**Consigne donnée A**. Répétez mot pour mot le passage de l'article qui commence à « Empreinte des lieux, mémoire » et s'achève à « le monde. Bon. ».

**Page**.
Un thriller catastrophe de Tatiana de Rosnay
publié le 3 juillet 2020 à 17h21

Empreinte des lieux, mémoire des murs, secrets et ambiance catastropha-survivaliste, avec un rien de Big Brother : pas de doute, on tient là un opus de Tatiana de Rosnay, super poids lourd en vente par millions au côté de qui tu sais, qui avait écrasé le milieu littéraire en 2007 avec le très fameux Elle s'appelait Sarah (2007), vendu à neuf millions d'exemplaires dans le monde et porté à l'écran en 2010.

Elle venait de découvrir, à près de 45 ans, «le douloureux épisode de la rafle du Vél d'Hiv», et s'était trouvée «effondrée par le destin tragique de ces 4 000 enfants juifs, dont la plupart étaient nés en France». Que là, on s'en va parler de la planète apparemment dans quelques années, avec du terrorisme, des catastrophes naturelles et, semble-t-il, la peste brune qui a envahi le monde. Bon.

Les Fleurs de l'ombre, donc, vient s'ajouter à la onzaine de romans publiés par l'auteure bilingue, comme la plupart de ses personnages (ainsi ce fut Kristin Scott Thomas, formidable actrice égarée dans Elle s'appelait Sarah, qui jouait le rôle principal /miroir), née en 1961. Celui-là aussi pourrait faire un blockbuster catastrophe, comme le dernier Sentinelle de la pluie, où on découvrait l'existence des crues, aurait pu (et dû ? Avec Jane Birkin en rôle-titre ?).

1 - OK Google, balance le pitch

Pour faire court, le personnage, auteure parfaitement bilingue (comme Beckett et Green un peu, tu vois l’idée ?) d’un roman à succès sur Virginia Woolf ET Romain Gary (suicidés tous les deux, importance de la chambre à soi, mémoire des murs, tout ça), quitte son mari (numéro 2) infidèle, se trouve une piaule dans une résidence reconstruite sur les ruines de l’apocalypse post-attentat contre la tour Eiffel, mais surveillée dans le cadre du programme CASA (m’en demande pas plus, j’ai rien compris), parle avec sa OK Google qui s’appelle Mrs Dalloway et l’auteure- personnage Clarissa, évidemment, si tu suis. Elle a des relations très fortes avec sa fille et sa petite-fille, un fils mort, un père super drôle mais vieux, a des caméras dans sa chambre, du coup ambiance thriller, mais quoi, mais qu’est-ce, qui est cette lectrice fan, les abeilles meurent, y a plus la mer au Pays basque, c’est un monde ça.

**Consigne donnée B**. Reproduisez à l'identique la partie des entrées qui commence à la ligne contenant « woman and report bounding boxes. » et se termine à la fin des entrées, ces deux limites comprises.

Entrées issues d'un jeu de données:
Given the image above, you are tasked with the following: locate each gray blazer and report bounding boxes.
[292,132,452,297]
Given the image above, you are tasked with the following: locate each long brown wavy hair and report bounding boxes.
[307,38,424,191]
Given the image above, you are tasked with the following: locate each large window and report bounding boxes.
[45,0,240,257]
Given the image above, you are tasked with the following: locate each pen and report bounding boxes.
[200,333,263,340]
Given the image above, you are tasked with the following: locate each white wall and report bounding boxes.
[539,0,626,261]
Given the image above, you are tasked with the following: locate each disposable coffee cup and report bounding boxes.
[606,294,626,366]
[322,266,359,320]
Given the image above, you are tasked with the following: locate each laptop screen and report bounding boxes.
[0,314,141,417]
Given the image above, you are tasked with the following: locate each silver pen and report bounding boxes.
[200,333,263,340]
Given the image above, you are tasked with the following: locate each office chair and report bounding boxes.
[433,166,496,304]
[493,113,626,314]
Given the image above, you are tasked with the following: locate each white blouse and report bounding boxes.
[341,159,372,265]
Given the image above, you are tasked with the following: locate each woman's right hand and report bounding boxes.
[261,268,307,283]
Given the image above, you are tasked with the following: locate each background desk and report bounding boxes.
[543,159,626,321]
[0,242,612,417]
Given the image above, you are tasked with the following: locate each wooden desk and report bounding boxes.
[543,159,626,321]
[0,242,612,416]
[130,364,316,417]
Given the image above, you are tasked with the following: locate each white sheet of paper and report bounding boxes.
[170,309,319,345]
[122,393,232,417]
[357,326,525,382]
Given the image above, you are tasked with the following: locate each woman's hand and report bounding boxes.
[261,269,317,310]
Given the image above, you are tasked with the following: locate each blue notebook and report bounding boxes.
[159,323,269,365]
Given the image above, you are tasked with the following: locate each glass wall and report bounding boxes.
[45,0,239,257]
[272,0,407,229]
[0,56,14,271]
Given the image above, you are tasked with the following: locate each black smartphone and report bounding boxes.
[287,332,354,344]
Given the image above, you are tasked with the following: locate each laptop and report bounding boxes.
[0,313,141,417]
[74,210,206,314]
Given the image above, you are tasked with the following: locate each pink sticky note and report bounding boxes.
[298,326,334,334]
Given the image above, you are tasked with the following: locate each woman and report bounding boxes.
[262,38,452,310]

**Réponse complète A**.
Empreinte des lieux, mémoire des murs, secrets et ambiance catastropha-survivaliste, avec un rien de Big Brother : pas de doute, on tient là un opus de Tatiana de Rosnay, super poids lourd en vente par millions au côté de qui tu sais, qui avait écrasé le milieu littéraire en 2007 avec le très fameux Elle s'appelait Sarah (2007), vendu à neuf millions d'exemplaires dans le monde et porté à l'écran en 2010.

Elle venait de découvrir, à près de 45 ans, «le douloureux épisode de la rafle du Vél d'Hiv», et s'était trouvée «effondrée par le destin tragique de ces 4 000 enfants juifs, dont la plupart étaient nés en France». Que là, on s'en va parler de la planète apparemment dans quelques années, avec du terrorisme, des catastrophes naturelles et, semble-t-il, la peste brune qui a envahi le monde. Bon.

**Réponse complète B**.
Given the image above, you are tasked with the following: locate each woman and report bounding boxes.
[262,38,452,310]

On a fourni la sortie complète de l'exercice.